»»

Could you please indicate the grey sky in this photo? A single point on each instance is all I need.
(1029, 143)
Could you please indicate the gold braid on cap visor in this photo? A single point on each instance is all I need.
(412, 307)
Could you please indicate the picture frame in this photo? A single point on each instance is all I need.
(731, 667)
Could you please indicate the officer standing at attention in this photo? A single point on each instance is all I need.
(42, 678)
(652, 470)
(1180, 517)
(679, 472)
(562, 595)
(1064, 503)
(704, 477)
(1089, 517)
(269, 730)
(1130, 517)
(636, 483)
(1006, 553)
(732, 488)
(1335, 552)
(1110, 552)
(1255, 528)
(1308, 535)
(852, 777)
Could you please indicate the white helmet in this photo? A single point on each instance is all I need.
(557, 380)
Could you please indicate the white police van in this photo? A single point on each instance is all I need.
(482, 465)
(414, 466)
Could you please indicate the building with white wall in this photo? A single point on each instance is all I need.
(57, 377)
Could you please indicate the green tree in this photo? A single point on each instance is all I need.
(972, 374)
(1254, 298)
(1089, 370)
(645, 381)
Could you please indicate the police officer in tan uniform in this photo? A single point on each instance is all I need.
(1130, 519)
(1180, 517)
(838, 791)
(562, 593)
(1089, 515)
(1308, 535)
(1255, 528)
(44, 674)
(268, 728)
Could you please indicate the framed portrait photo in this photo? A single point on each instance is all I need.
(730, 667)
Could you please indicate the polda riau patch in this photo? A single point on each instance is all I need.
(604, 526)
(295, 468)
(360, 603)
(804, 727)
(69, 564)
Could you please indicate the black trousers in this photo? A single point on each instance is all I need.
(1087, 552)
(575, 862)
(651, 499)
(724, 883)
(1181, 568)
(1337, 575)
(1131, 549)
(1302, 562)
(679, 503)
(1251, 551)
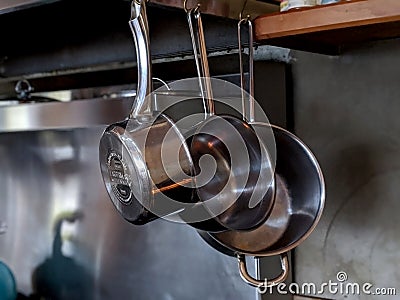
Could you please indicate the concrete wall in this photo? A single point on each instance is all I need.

««

▶ Goal
Return all the entries word for word, but omit any pictures they contain.

▶ Full solution
Could you please indicate the grey sky in this photo? A single point on each instance is all I need.
(1029, 143)
Could you please indicate the gold braid on cap visor in this photo? A single point on each instance is all I need.
(412, 307)
Could you please indicate the picture frame in this photo? A single point on each instance is all I need.
(731, 667)
Could you please indicate the officer standing at attention in this photo? A single point on each instance is all I need.
(42, 678)
(652, 470)
(1180, 517)
(679, 472)
(562, 595)
(1064, 503)
(704, 477)
(1089, 517)
(269, 730)
(1130, 517)
(636, 483)
(1006, 553)
(732, 488)
(1335, 552)
(1110, 552)
(1255, 528)
(1308, 535)
(852, 777)
Could you please indicate the white helmet in this photo? A single point on each instance is all I need.
(557, 380)
Could you please indicate the white police van in this photo? A single point on each instance is all I need.
(482, 465)
(414, 466)
Could you please indicate the building with white wall in this photo? A single point on each instance is all I need.
(57, 377)
Could you please indicate the green tree in this photo? A single point on each instance is all I need.
(972, 374)
(1254, 298)
(1089, 370)
(645, 381)
Could you please indicate the police officer in tan uniform in this photo? A single point on each instance is all I need.
(1130, 519)
(1180, 517)
(838, 791)
(562, 593)
(1089, 515)
(1308, 535)
(1255, 528)
(44, 674)
(268, 728)
Could you please indicate the framed portrait photo in this photo? A single point on each instance is all I need.
(730, 667)
Could you please indicate the polda riau patch in this photo? A single point on each instance is all I need.
(604, 526)
(295, 468)
(360, 603)
(804, 727)
(69, 564)
Could you please indicate the black trousers in this photo? A single point on each instance is all I need.
(1087, 552)
(575, 862)
(651, 499)
(724, 883)
(1181, 568)
(1337, 575)
(1131, 549)
(1302, 562)
(679, 503)
(1251, 551)
Could you please indicate the concrete wall in this photo? A single point on each instance is all I need.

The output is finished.